• SOURCE RECORDS
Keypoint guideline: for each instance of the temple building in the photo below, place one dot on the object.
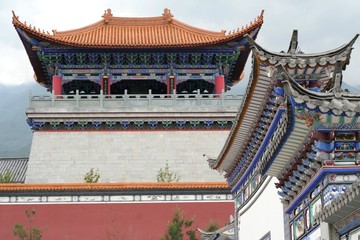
(298, 130)
(129, 96)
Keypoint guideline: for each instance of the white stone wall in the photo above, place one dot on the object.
(132, 156)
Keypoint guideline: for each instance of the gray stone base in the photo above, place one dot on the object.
(59, 157)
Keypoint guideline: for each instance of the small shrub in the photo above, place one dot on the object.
(92, 176)
(212, 226)
(165, 175)
(27, 233)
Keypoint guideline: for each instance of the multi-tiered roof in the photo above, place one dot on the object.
(117, 39)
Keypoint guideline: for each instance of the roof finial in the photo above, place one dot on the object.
(167, 15)
(107, 15)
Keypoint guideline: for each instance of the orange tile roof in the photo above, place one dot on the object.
(120, 32)
(111, 186)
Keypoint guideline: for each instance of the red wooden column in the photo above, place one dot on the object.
(57, 85)
(171, 84)
(105, 84)
(219, 84)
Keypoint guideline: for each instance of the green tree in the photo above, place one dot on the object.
(27, 233)
(177, 225)
(6, 178)
(165, 175)
(92, 176)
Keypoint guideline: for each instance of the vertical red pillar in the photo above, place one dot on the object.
(57, 85)
(219, 84)
(171, 84)
(105, 84)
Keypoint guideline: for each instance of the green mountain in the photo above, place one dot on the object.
(15, 134)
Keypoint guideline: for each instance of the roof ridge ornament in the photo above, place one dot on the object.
(337, 78)
(167, 16)
(294, 42)
(107, 15)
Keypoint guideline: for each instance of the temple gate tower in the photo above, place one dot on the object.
(130, 95)
(295, 124)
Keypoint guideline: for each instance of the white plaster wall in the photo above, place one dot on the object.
(266, 214)
(58, 157)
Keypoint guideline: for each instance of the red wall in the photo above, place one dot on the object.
(109, 221)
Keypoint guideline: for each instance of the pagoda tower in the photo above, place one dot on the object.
(297, 125)
(130, 95)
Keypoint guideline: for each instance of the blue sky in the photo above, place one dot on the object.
(323, 24)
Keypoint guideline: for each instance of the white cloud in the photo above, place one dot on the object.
(323, 25)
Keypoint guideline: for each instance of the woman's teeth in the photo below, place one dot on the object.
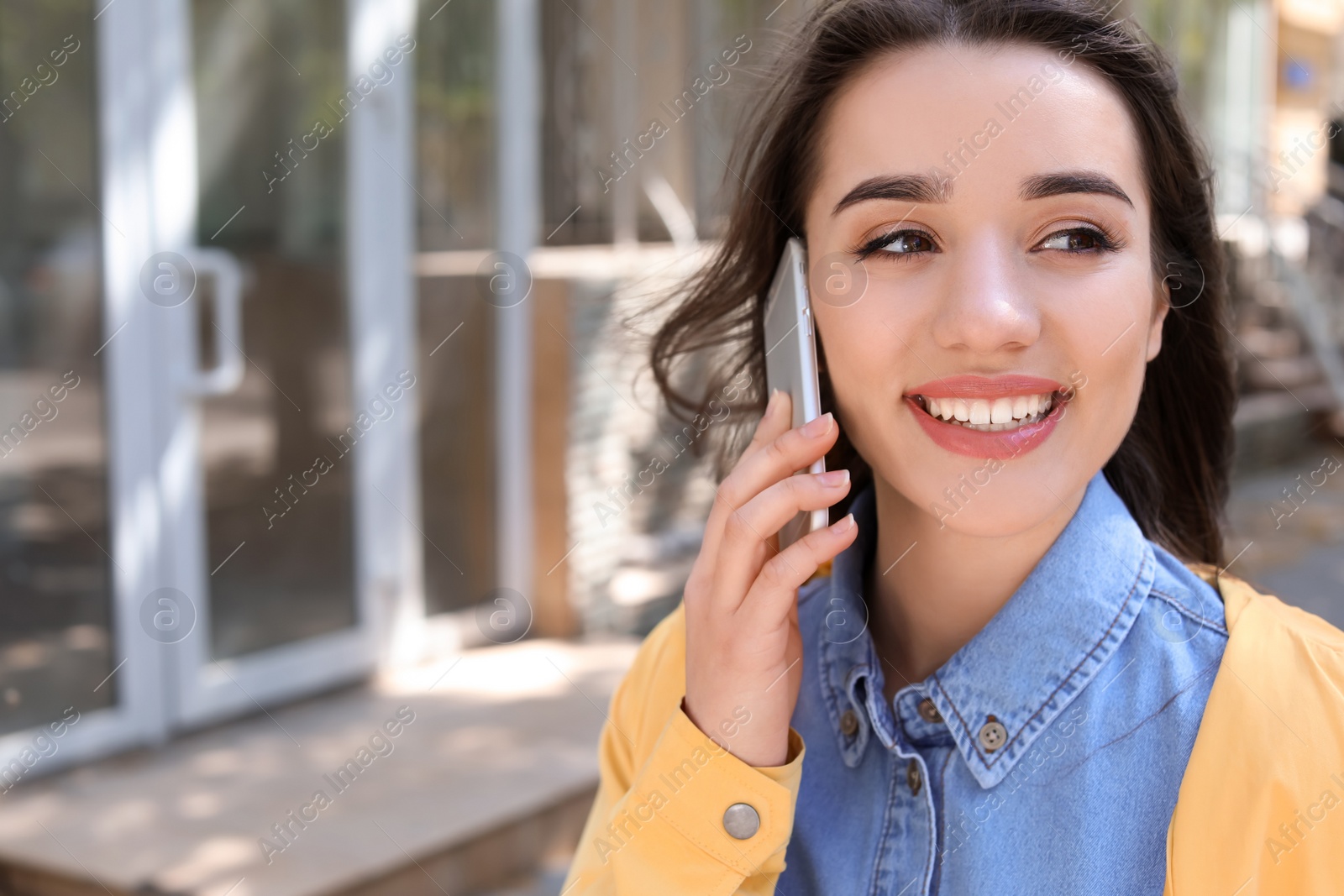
(991, 416)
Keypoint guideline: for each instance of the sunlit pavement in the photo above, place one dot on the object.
(1292, 544)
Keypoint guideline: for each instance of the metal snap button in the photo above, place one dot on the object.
(741, 821)
(992, 735)
(913, 778)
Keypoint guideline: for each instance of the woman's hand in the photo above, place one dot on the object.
(743, 642)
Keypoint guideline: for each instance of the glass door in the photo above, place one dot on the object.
(208, 493)
(292, 551)
(71, 476)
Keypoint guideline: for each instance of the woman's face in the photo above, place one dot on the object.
(981, 280)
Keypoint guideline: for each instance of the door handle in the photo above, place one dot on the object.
(228, 372)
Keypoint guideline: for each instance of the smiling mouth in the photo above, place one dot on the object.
(994, 414)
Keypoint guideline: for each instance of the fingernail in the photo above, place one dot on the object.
(819, 426)
(833, 479)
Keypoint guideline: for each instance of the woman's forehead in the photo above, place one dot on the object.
(988, 118)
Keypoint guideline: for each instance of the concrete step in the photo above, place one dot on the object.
(490, 782)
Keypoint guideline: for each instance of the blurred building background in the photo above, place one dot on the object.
(320, 392)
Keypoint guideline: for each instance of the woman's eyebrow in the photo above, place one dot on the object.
(1072, 181)
(920, 188)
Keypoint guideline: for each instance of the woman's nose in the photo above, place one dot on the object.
(988, 304)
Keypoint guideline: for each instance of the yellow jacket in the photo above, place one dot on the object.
(1260, 810)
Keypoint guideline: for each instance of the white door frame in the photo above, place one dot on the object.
(380, 246)
(156, 497)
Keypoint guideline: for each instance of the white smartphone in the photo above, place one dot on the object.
(790, 363)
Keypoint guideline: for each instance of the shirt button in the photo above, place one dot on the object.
(992, 735)
(741, 821)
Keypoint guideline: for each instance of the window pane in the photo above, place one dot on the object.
(55, 609)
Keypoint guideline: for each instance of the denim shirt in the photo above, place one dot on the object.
(1045, 757)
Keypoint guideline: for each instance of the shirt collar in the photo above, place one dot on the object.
(1023, 668)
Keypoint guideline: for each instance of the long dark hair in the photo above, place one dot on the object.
(1173, 466)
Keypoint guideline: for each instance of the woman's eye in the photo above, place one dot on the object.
(1081, 239)
(906, 242)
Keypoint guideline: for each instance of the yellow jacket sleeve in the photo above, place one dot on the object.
(1261, 808)
(656, 826)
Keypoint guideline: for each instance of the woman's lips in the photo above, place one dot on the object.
(1012, 399)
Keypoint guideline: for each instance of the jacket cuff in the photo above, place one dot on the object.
(698, 781)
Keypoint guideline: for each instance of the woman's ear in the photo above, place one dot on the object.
(1162, 304)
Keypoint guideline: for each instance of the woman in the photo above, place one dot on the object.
(1025, 671)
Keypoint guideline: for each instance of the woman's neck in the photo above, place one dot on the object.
(929, 600)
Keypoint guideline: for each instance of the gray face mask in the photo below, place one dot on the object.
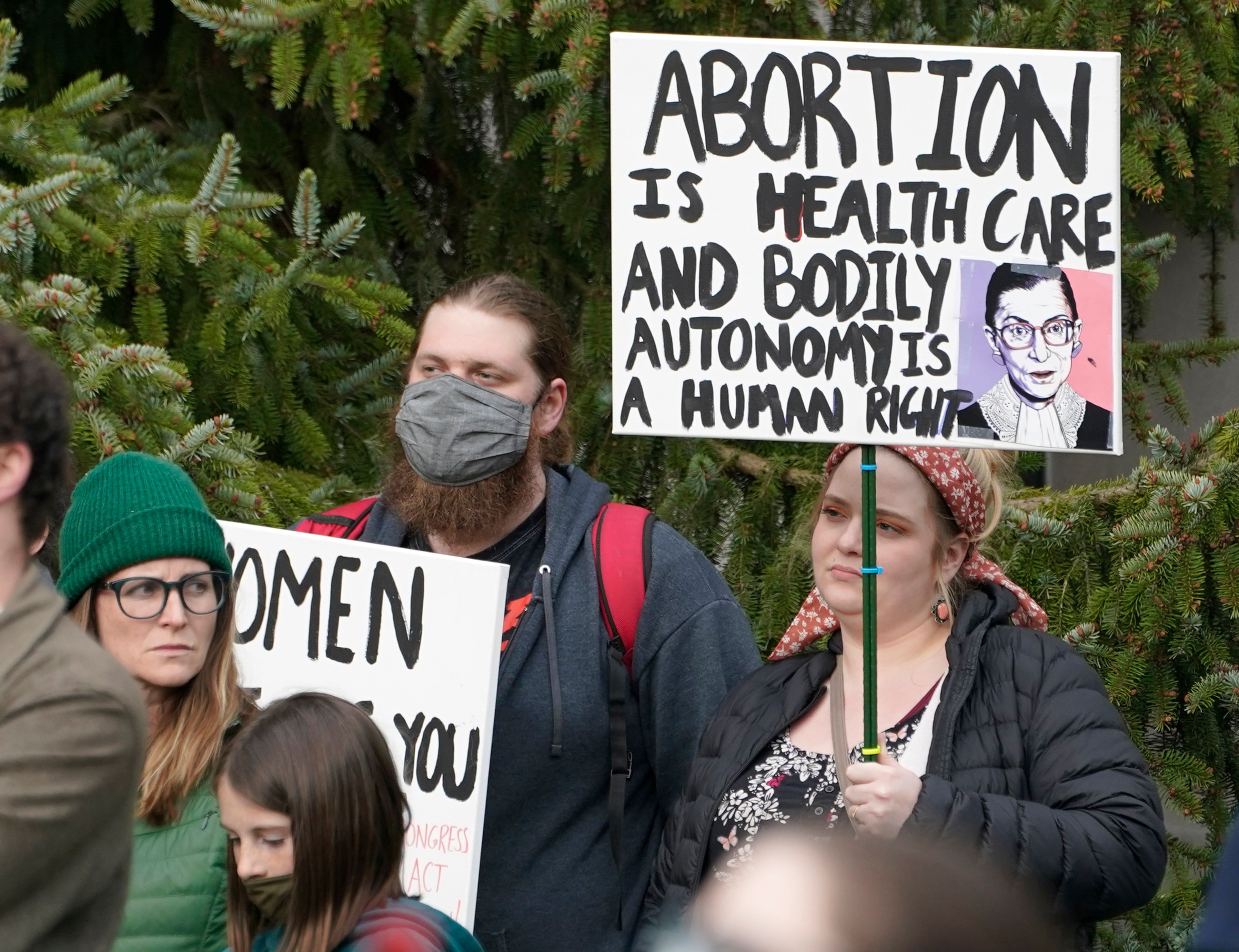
(457, 433)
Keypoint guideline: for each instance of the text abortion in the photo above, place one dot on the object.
(790, 218)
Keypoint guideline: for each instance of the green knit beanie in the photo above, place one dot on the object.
(132, 509)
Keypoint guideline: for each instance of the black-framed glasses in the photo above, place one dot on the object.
(1055, 333)
(140, 598)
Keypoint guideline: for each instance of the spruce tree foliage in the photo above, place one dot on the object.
(472, 136)
(140, 271)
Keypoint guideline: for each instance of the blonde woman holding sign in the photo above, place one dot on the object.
(144, 568)
(998, 737)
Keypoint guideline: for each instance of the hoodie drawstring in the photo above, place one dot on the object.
(557, 707)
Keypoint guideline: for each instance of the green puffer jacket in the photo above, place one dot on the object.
(179, 883)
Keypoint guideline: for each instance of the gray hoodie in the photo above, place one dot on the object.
(549, 881)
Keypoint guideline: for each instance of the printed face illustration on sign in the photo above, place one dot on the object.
(1035, 330)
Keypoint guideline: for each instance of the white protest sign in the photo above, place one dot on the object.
(865, 242)
(413, 639)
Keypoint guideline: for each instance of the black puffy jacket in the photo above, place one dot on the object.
(1030, 765)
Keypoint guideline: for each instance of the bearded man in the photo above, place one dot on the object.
(482, 474)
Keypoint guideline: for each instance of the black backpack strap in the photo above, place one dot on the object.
(625, 548)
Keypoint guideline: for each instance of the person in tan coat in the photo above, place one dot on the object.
(72, 724)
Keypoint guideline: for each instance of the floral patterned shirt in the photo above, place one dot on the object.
(783, 783)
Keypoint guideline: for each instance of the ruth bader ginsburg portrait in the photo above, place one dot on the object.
(1034, 336)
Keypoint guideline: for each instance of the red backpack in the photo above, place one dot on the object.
(621, 540)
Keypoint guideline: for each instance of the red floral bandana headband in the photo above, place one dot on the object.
(948, 473)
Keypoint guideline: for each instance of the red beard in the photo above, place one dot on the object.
(463, 515)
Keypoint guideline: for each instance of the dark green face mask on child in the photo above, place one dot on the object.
(271, 896)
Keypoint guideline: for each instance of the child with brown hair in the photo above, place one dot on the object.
(315, 819)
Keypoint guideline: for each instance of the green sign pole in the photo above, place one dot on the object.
(869, 579)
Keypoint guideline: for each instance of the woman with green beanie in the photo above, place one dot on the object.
(146, 572)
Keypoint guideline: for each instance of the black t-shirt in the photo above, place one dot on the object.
(522, 552)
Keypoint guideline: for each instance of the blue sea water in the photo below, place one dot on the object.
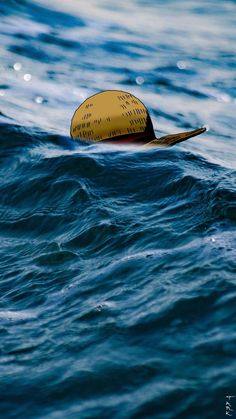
(117, 279)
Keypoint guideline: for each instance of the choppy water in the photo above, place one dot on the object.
(117, 265)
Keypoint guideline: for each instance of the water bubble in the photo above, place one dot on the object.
(17, 66)
(27, 77)
(39, 99)
(139, 80)
(182, 65)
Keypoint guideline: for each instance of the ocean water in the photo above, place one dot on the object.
(117, 279)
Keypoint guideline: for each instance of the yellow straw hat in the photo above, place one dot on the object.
(120, 118)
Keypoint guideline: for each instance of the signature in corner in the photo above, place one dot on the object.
(229, 411)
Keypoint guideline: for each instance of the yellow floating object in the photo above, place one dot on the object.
(119, 117)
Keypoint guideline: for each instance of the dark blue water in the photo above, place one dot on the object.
(118, 285)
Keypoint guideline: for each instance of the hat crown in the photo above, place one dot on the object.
(111, 114)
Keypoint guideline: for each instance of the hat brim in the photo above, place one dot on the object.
(172, 139)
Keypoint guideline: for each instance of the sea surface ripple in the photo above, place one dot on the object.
(117, 279)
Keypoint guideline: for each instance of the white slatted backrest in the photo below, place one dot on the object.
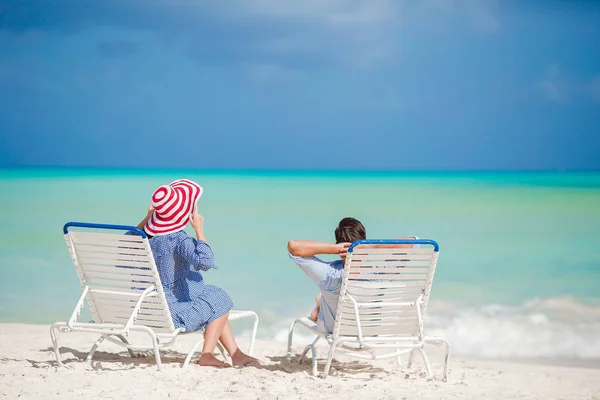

• WHAT THE TASK ASKS
Render the material as a Markdown table with the columns "No." and "Entry", starting at the line that contains "Keypoint guideline: for each instance of the signature" and ending at the end of the material. Both ends are included; leave out blank lines and the pictures.

• COMPLETE RESPONSE
| No. | Entry |
|---|---|
| 1 | Keypoint guideline: for each instance of the signature in corner in the photo above, place one dot on the object. |
| 2 | (229, 411) |
| 3 | Keypoint guideline: for each instance of the yellow floating object in the photo above, place one dot on the object. |
| 4 | (119, 117) |
| 5 | Keypoint guideline: for each instance of the dark blue water in the photo above, place one dot on the object. |
| 6 | (118, 285) |
| 7 | Keypoint guideline: for each instance of the hat crown in the photo above, place one dot on the object. |
| 8 | (111, 114) |
| 9 | Keypoint guideline: for each instance of the hat brim in the photo above, place one dot on the object. |
| 10 | (172, 139) |
| 11 | Keypoint guideline: for each instance of the sea surface ripple in the photo above, place one dot on the object. |
| 12 | (117, 279) |
| 13 | Keypoint guideline: for each instance of the white slatted backrest in the photo below, place one dot on the object. |